▶ _Problems and tasks_
• 1. According to the excerpt on managing side effects, why should women with coughing symptoms drink at least 8 glasses of fluid a day?
• 2. Transcribe everything in the excerpt on managing side effects from "Weight gain. A" down to "may be prescribed.".

-------- Excerpt

Weight gain. A daily exercise routine of 20 to 30 minutes per day and a weight management program can be helpful. Eating foods low in fat, such as fruits and vegetables is a good idea.

Mood swings. Nervousness, depression, and anxiety are some of the symptoms that women may experience. It is natural to experience strong emotions in response to a diagnosis of breast cancer. These may become stronger when a woman receives hormonal therapy. Relaxation, meditation, and yoga may be useful in controlling mood swings. Exercise may help toward boosting mood and relieving anxiety. Support groups and professional counselors may be helpful for some women. Antidepressants may be prescribed.

Pain, including pain in joints, back, and bones. For mild to moderate pain, over-the-counter pain medication can help alleviate pain in various parts of the body, such as the joints or back. Pain felt at an injection site can be treated with warm or cold compresses. A topical anesthetic cream may also be used.

Cough. Certain hormonal therapies such as the aromatase inhibitor anastrozole can increase coughing symptoms. Women should try to drink at least 8 glasses of fluid a day to keep the lining of the breathing tube moist. Using a humidifier to increase the moisture in the air is also a good idea. Medicines such as dextromethorphan, benzonatate, and guaifenesin may be used to stop or control coughing.

----------------
-------- Supplied data

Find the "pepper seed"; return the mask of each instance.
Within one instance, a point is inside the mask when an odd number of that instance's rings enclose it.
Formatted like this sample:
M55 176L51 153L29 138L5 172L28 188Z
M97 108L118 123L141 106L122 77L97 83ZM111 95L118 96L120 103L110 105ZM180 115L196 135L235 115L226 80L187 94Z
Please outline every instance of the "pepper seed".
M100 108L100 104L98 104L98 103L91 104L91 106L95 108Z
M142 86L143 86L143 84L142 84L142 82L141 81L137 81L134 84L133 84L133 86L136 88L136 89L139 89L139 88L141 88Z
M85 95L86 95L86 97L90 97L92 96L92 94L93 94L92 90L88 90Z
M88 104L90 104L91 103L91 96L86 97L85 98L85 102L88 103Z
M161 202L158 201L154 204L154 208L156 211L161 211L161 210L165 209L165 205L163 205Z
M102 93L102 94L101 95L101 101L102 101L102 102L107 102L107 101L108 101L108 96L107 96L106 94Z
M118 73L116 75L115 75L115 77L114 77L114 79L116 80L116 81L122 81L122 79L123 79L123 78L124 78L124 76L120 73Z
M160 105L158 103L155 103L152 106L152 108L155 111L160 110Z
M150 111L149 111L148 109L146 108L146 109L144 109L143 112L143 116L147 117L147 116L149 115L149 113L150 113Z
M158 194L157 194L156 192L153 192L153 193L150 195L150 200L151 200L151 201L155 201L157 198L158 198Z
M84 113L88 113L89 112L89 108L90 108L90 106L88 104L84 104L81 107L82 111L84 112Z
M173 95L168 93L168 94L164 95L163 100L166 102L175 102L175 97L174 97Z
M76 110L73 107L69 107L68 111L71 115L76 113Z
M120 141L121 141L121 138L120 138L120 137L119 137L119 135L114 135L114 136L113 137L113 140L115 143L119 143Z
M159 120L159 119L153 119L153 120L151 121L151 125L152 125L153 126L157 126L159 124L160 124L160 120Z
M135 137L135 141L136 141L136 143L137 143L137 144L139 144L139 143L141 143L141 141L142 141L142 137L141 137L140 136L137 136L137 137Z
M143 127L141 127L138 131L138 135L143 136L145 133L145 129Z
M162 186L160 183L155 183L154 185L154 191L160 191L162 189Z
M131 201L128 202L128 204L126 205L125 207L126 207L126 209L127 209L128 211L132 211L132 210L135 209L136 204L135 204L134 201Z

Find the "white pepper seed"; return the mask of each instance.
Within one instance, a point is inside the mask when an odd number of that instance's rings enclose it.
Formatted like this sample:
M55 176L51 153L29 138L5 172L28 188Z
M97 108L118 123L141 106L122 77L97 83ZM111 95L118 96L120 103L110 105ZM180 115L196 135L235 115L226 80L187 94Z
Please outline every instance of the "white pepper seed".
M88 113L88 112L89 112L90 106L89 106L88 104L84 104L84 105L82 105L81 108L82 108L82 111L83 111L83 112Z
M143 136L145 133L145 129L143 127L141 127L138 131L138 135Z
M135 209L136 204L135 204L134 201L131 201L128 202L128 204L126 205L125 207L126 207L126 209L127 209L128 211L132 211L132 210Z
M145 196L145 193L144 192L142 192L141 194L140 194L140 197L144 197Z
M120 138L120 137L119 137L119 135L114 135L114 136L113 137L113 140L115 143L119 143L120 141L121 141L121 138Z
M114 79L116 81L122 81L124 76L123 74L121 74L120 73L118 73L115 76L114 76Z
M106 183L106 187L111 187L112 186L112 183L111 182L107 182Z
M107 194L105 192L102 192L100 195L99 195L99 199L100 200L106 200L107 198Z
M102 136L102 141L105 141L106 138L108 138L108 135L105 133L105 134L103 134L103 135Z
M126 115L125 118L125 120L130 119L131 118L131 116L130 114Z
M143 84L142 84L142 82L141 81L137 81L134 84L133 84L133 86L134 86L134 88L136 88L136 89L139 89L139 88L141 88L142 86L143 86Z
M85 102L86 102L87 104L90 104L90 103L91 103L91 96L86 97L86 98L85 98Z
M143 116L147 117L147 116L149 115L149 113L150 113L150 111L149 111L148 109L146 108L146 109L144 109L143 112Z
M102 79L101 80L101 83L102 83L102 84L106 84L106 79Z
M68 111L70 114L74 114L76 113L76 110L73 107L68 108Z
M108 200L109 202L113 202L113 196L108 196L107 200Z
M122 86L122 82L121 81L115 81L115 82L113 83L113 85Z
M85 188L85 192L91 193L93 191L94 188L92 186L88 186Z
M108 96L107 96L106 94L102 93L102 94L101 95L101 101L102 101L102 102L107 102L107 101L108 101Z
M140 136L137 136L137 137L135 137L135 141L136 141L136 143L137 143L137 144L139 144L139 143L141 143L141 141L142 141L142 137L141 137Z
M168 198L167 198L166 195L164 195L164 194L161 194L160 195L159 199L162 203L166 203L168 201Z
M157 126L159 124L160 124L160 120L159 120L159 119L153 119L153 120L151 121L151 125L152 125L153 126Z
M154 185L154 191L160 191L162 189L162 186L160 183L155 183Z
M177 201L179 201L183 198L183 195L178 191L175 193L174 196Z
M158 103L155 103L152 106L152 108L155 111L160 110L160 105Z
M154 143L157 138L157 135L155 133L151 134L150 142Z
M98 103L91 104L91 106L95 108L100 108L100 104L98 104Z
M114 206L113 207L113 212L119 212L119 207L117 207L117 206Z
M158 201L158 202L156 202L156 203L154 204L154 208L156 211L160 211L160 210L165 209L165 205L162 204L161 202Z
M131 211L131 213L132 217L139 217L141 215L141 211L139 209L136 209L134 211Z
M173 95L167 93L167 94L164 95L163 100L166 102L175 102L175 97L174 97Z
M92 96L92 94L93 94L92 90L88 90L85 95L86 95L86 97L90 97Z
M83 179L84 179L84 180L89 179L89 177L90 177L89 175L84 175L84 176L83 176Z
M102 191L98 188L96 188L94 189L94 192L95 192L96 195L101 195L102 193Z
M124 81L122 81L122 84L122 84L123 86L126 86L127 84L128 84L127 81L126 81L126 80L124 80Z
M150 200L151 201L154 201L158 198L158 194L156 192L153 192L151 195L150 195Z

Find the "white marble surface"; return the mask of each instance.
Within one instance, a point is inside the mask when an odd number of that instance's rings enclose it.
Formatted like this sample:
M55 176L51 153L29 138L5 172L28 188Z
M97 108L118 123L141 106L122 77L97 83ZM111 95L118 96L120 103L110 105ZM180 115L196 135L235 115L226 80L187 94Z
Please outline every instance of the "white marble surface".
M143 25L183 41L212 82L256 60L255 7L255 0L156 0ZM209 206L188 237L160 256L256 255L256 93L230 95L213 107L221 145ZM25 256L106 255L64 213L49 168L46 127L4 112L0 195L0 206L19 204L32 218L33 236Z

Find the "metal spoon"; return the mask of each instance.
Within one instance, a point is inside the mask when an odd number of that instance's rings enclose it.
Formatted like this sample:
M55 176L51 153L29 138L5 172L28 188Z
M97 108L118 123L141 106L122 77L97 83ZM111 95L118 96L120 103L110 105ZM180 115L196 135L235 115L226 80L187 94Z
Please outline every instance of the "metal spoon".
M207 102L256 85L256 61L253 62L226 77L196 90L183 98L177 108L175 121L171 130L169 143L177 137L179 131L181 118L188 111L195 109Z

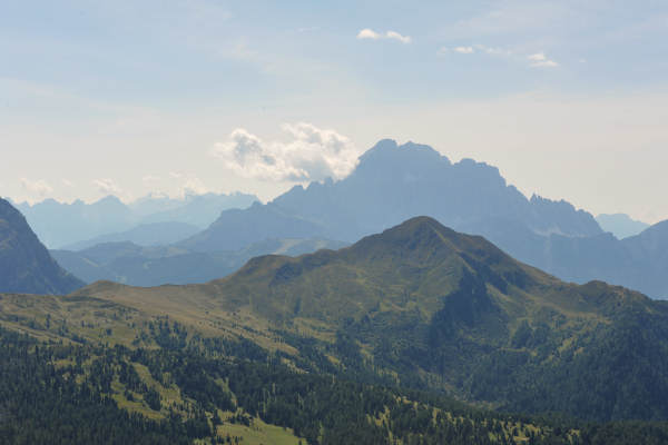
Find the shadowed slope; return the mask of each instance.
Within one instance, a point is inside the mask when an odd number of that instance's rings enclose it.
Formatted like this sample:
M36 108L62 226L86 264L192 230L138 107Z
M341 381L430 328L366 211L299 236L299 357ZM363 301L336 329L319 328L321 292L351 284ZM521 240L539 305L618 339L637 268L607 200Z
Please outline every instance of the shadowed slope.
M0 291L67 294L81 286L51 258L26 218L0 199Z

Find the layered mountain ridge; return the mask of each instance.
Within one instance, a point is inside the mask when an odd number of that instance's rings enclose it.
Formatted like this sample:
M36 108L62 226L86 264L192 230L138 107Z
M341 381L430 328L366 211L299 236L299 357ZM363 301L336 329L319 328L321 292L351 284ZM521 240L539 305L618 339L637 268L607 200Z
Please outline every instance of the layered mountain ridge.
M0 198L0 291L68 294L82 286L51 258L26 218Z

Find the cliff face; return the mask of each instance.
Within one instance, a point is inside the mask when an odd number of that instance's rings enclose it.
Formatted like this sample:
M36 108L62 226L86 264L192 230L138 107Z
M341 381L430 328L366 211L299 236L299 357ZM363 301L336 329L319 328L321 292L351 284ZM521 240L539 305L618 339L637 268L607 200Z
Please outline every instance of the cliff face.
M0 199L0 291L69 294L81 286L51 258L26 218Z

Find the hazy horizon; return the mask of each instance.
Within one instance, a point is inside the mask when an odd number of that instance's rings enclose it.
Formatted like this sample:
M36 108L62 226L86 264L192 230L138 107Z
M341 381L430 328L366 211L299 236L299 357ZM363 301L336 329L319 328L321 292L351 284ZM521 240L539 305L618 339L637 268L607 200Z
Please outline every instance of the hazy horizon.
M128 201L342 178L379 139L527 196L668 219L668 6L14 3L0 195ZM351 10L355 13L352 14Z

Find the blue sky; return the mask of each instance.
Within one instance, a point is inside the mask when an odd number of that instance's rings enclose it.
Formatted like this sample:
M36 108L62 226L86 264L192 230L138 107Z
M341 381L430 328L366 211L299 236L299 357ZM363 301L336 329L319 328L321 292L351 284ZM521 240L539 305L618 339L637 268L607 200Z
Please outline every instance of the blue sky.
M667 56L666 1L3 2L0 194L269 199L390 137L655 221Z

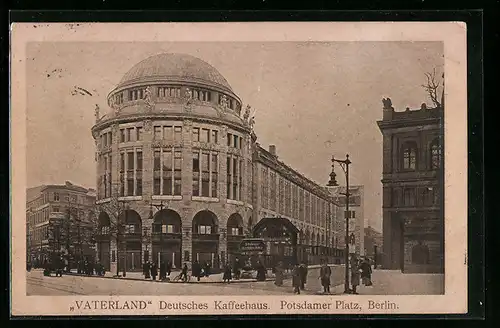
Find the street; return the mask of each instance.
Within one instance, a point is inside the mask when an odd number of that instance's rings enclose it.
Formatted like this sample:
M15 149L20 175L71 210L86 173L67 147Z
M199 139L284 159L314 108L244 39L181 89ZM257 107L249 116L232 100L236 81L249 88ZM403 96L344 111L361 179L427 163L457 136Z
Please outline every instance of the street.
M344 290L342 270L332 270L332 294ZM319 270L310 270L303 295L322 294ZM372 287L361 286L361 295L423 295L441 294L443 275L402 274L397 271L375 270ZM336 285L335 287L333 285ZM161 283L126 279L68 276L44 277L42 271L27 273L27 295L283 295L293 294L291 280L282 287L273 281L223 283Z

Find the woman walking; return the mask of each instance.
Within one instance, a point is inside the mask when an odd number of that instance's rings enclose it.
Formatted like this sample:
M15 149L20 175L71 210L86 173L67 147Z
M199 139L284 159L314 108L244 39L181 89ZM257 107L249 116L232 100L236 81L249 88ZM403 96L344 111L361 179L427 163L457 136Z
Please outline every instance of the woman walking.
M222 277L224 282L229 283L231 281L231 266L229 264L226 264L224 266L224 275Z

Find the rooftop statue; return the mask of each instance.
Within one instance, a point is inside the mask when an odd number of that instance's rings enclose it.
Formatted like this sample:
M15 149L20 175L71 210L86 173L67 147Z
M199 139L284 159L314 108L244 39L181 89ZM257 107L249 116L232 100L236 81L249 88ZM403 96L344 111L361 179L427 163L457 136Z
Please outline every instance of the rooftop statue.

----------------

▶ _Outputs by task_
• 1. It keeps the lining of the breathing tube moist.

• 2.
Weight gain. A daily exercise routine of 20 to 30 minutes per day and a weight management program can be helpful. Eating foods low in fat, such as fruits and vegetables is a good idea.

Mood swings. Nervousness, depression, and anxiety are some of the symptoms that women may experience. It is natural to experience strong emotions in response to a diagnosis of breast cancer. These may become stronger when a woman receives hormonal therapy. Relaxation, meditation, and yoga may be useful in controlling mood swings. Exercise may help toward boosting mood and relieving anxiety. Support groups and professional counselors may be helpful for some women. Antidepressants may be prescribed.